# What you need to do:
Set down the entries once more, exactly as given.

# Data extract:
::::::

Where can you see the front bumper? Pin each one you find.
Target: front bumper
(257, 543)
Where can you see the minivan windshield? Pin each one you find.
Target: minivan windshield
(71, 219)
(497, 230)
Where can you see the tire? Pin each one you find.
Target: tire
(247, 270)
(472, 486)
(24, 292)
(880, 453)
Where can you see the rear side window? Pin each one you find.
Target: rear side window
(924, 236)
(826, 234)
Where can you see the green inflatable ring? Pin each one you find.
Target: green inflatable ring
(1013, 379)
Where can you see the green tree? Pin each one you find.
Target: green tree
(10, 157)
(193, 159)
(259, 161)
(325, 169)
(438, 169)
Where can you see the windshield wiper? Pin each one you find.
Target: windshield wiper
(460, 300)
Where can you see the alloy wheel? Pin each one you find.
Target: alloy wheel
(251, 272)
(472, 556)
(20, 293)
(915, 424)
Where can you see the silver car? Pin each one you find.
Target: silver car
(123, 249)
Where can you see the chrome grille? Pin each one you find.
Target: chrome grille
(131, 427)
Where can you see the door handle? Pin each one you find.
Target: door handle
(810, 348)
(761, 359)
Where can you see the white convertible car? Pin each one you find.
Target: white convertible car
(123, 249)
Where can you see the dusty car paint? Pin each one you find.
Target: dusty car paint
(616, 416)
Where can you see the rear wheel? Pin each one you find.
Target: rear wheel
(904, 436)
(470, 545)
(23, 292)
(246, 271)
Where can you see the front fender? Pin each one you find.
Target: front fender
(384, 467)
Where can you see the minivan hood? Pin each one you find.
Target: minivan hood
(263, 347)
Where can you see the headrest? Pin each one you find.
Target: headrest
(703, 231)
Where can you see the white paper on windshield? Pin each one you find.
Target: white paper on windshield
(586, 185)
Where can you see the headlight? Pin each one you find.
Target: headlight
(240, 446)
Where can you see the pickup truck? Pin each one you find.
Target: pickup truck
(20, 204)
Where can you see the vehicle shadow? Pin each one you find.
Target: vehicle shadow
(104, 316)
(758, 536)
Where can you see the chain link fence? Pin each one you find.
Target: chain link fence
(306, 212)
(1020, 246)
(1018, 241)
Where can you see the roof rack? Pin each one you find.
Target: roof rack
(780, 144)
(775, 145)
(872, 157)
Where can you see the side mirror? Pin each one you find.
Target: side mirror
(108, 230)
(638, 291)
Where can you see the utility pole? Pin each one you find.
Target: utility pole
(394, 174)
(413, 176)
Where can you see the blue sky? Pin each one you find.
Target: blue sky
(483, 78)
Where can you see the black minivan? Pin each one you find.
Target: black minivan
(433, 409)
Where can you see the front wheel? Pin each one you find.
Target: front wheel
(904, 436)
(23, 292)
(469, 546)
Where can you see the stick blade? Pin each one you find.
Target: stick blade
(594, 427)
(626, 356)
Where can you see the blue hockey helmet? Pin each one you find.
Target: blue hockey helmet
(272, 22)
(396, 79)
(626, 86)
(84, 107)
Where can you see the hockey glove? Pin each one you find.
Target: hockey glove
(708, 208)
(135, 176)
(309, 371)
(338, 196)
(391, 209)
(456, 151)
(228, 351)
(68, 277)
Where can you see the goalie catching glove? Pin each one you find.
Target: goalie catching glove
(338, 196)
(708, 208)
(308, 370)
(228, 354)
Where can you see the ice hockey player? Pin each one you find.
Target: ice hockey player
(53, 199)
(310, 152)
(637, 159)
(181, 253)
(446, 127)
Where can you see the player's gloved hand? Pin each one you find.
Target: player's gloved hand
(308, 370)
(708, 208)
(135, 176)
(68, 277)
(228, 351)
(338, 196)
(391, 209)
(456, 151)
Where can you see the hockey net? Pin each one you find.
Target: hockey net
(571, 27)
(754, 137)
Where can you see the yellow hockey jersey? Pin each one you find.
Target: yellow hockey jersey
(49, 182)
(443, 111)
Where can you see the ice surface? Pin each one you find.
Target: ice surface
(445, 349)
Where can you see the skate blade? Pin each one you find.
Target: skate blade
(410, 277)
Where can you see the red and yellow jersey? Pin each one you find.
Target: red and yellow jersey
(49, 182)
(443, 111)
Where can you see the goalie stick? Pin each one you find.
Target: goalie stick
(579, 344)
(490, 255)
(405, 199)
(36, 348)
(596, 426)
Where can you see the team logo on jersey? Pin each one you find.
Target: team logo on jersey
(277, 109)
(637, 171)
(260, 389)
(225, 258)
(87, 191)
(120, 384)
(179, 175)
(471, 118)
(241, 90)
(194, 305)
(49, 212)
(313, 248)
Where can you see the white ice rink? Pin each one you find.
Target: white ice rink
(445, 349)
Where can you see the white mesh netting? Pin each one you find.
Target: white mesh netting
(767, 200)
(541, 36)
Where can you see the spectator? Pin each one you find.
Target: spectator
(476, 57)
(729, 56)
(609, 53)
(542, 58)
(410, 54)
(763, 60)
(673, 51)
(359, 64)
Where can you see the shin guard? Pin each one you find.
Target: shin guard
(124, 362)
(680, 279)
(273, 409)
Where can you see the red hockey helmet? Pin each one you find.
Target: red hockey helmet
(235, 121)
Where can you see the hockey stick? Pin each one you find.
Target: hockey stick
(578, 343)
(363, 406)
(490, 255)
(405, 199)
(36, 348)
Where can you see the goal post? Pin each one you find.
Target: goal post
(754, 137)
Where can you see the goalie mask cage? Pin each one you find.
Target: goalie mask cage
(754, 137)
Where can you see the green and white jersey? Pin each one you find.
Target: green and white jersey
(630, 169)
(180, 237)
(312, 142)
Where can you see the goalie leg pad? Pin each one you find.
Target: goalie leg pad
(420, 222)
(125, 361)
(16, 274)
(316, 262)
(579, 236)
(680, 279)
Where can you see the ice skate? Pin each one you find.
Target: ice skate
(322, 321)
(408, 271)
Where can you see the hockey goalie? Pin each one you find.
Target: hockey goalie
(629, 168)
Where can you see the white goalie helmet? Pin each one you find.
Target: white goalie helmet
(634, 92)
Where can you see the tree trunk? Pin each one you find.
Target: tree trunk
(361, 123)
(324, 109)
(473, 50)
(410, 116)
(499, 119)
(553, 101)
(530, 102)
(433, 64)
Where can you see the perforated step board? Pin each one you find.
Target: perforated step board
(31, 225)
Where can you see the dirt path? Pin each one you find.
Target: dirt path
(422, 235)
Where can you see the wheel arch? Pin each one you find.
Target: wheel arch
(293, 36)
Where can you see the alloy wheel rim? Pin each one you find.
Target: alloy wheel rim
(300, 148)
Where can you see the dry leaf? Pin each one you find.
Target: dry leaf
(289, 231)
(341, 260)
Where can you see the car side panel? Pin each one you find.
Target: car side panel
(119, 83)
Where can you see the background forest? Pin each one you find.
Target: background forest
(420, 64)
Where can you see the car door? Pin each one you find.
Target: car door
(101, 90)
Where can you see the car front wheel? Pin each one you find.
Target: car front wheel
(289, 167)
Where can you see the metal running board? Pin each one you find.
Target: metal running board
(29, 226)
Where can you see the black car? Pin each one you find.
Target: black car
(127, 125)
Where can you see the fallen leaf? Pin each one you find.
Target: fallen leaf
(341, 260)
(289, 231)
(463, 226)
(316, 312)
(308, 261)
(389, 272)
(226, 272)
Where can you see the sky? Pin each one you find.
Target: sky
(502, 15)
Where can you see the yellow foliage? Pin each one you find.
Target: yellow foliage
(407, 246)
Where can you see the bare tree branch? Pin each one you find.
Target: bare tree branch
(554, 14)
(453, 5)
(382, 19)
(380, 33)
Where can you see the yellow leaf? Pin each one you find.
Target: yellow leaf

::::::

# Problem solution:
Where can you see the front bumper? Pin each one you find.
Target: front bumper
(257, 543)
Where can you see the minivan windshield? Pin each one you find.
Target: minivan windshield
(71, 219)
(497, 230)
Where can you see the tire? Pin each one you find.
Target: tire
(247, 270)
(472, 486)
(24, 292)
(880, 453)
Where can you see the rear side window? Pin each one you find.
Target: rear side window
(924, 236)
(826, 234)
Where can you see the green inflatable ring? Pin each one you find.
Target: green inflatable ring
(1013, 379)
Where can you see the green tree? Pin each one you find.
Target: green tree
(10, 157)
(193, 159)
(259, 161)
(325, 169)
(438, 169)
Where can you see the windshield wiper? Pin each one you find.
Target: windshield wiper
(460, 300)
Where can you see the alloy wheel? Pin each one you find.
Target: alloy wheel
(251, 272)
(472, 556)
(20, 293)
(915, 424)
Where can you see the silver car? Pin each one you find.
Target: silver car
(123, 249)
Where can you see the chrome grille? Pin each one you find.
Target: chrome grille
(131, 427)
Where can you see the door handle? Pin each one you find.
Target: door handle
(810, 348)
(761, 359)
Where can you see the white convertible car? Pin each one you find.
Target: white convertible car
(123, 249)
Where can you see the dusty car paint? Pin each one you find.
Target: dusty car paint
(616, 416)
Where can you see the rear wheel? Pin each one you find.
Target: rear wheel
(904, 436)
(470, 545)
(23, 292)
(246, 271)
Where can you see the front fender? Pin each one you find.
Target: front fender
(384, 467)
Where can you see the minivan hood? Pin each one you find.
Target: minivan hood
(263, 347)
Where can you see the headrest? Pin each one you find.
Target: headrest
(703, 231)
Where can you see the white paper on windshield? Pin each one you find.
Target: white paper on windshield
(586, 185)
Where can you see the headlight? Pin each one you find.
Target: headlight
(240, 446)
Where can you see the pickup truck? Pin each one you find.
Target: pickup truck
(20, 204)
Where can you see the vehicle shadow? Pin each one you find.
Target: vehicle shadow
(104, 316)
(758, 536)
Where can you see the chain link fence? Pin each one you find.
Target: chain link fence
(306, 212)
(1020, 246)
(1018, 241)
Where can you see the roof rack? Pin each one you find.
Target: roof rack
(780, 144)
(775, 145)
(872, 157)
Where can you see the side mirror? Pin each one you find.
Target: side mirror
(108, 230)
(638, 291)
Where can you see the utility pole? Pin each one you find.
Target: utility pole
(394, 174)
(413, 176)
Where can you see the blue sky? Pin each one you find.
Target: blue sky
(483, 78)
Where can you see the black minivan? Pin each one you find.
Target: black minivan
(433, 409)
Where can you see the front wheel? Pin each one you find.
Target: front wheel
(904, 436)
(23, 292)
(469, 546)
Where can you see the stick blade? Pin each one you find.
Target: stick blade
(594, 427)
(626, 356)
Where can you see the blue hockey helmet? Pin each one you find.
Target: blue hockey helmet
(272, 22)
(396, 79)
(626, 86)
(84, 107)
Where can you see the hockey glove? Pin each one you find.
Target: hockey glove
(708, 208)
(135, 176)
(309, 371)
(338, 196)
(391, 209)
(456, 151)
(228, 351)
(68, 277)
Where can you see the goalie catching glove? Pin each one you find.
Target: goalie catching glove
(338, 196)
(708, 208)
(308, 370)
(228, 354)
Where can you see the ice hockey player? Pin each one you find.
Target: ice hockey player
(53, 199)
(310, 152)
(637, 159)
(181, 253)
(446, 127)
Where can you see the player's gloved hand? Pin each one you find.
Target: player's gloved hand
(308, 370)
(708, 208)
(135, 176)
(68, 277)
(228, 351)
(338, 196)
(391, 209)
(456, 151)
Where can you see the hockey net? Pin each one you find.
Target: hockey net
(571, 27)
(754, 137)
Where can you see the yellow hockey jersey? Pin each one you find.
Target: yellow hockey jersey
(49, 182)
(443, 111)
Where can you see the ice surface? Pin each one you find.
Target: ice surface
(445, 349)
Where can you see the skate blade? Pin each one you find.
Target: skate blade
(410, 277)
Where can you see the red and yellow jersey? Pin each one you find.
Target: red and yellow jersey
(49, 182)
(443, 111)
Where can you see the goalie stick? Pin each one you find.
Target: goalie stick
(579, 344)
(490, 255)
(405, 199)
(36, 348)
(596, 426)
Where can you see the team logo on jersey? Pin each one you find.
Target: team logo on jersey
(277, 109)
(637, 171)
(260, 389)
(225, 258)
(87, 191)
(120, 384)
(179, 175)
(471, 118)
(241, 90)
(194, 305)
(49, 212)
(313, 248)
Where can you see the white ice rink? Pin each one you find.
Target: white ice rink
(445, 349)
Where can you see the white mesh netting? Pin each one you find.
Target: white mesh netting
(767, 200)
(541, 36)
Where can you see the spectator? Pin each one you find.
Target: spectator
(476, 57)
(729, 56)
(609, 53)
(542, 58)
(410, 54)
(763, 60)
(673, 51)
(359, 64)
Where can you see the shin guard? Pin each one you find.
Target: shin guard
(124, 362)
(680, 279)
(273, 409)
Where can you see the red hockey helmet? Pin each one you find.
Target: red hockey helmet
(235, 121)
Where can you see the hockey stick? Pin each one you find.
Target: hockey stick
(578, 343)
(363, 406)
(490, 255)
(405, 199)
(36, 348)
Where can you see the goal post? Pin each one you find.
Target: goal post
(754, 137)
Where can you see the goalie mask cage? Pin each one you find.
Target: goalie mask cage
(754, 137)
Where can you see the green and white jersey? Pin each one you find.
Target: green and white jersey
(630, 169)
(180, 237)
(312, 142)
Where can you see the goalie leg pad? Pin each one you find.
Target: goalie leg pad
(420, 222)
(125, 361)
(16, 274)
(316, 262)
(579, 236)
(680, 279)
Where can you see the ice skate? Pin each one you find.
Target: ice skate
(322, 321)
(408, 271)
Where can you see the hockey goalie? Pin each one you find.
Target: hockey goalie
(629, 168)
Where can you see the white goalie helmet? Pin each one you find.
Target: white goalie helmet
(634, 92)
Where can you see the tree trunk? Pin each one you find.
Target: tree trunk
(361, 123)
(324, 109)
(473, 50)
(410, 116)
(499, 119)
(553, 101)
(530, 102)
(433, 64)
Where can you see the perforated step board? Pin each one you find.
Target: perforated step board
(31, 225)
Where can you see the dirt path? Pin each one you find.
Target: dirt path
(422, 235)
Where can you see the wheel arch? Pin each one you find.
Target: wheel arch
(293, 36)
Where can you see the alloy wheel rim? Pin each one you find.
Target: alloy wheel rim
(300, 148)
Where can you see the dry leaf? Pin each one you find.
Target: dry leaf
(289, 231)
(341, 260)
Where can you see the car side panel? Pin each one you find.
Target: car side panel
(119, 83)
Where can you see the background forest? Pin each one you find.
Target: background forest
(420, 64)
Where can you see the car door? Pin each one you find.
Target: car door
(101, 90)
Where can you see the car front wheel? Pin each one you find.
Target: car front wheel
(289, 167)
Where can you see the metal running board? Pin each one you find.
Target: metal running board
(29, 226)
Where can you see the black car? Pin each one you find.
Target: black car
(127, 125)
Where can you see the fallen leaf? Pin each one you find.
Target: fallen leaf
(341, 260)
(289, 231)
(463, 226)
(316, 312)
(308, 261)
(389, 272)
(226, 272)
Where can you see the sky? Pin each one you find.
Target: sky
(502, 15)
Where can you see the yellow foliage? Pin each one you find.
Target: yellow foliage
(407, 246)
Where can you see the bare tree branch? Pin each one you find.
Target: bare tree branch
(554, 14)
(453, 5)
(382, 19)
(380, 33)
Where can you see the yellow leaf? Pin each one you find.
Target: yellow leaf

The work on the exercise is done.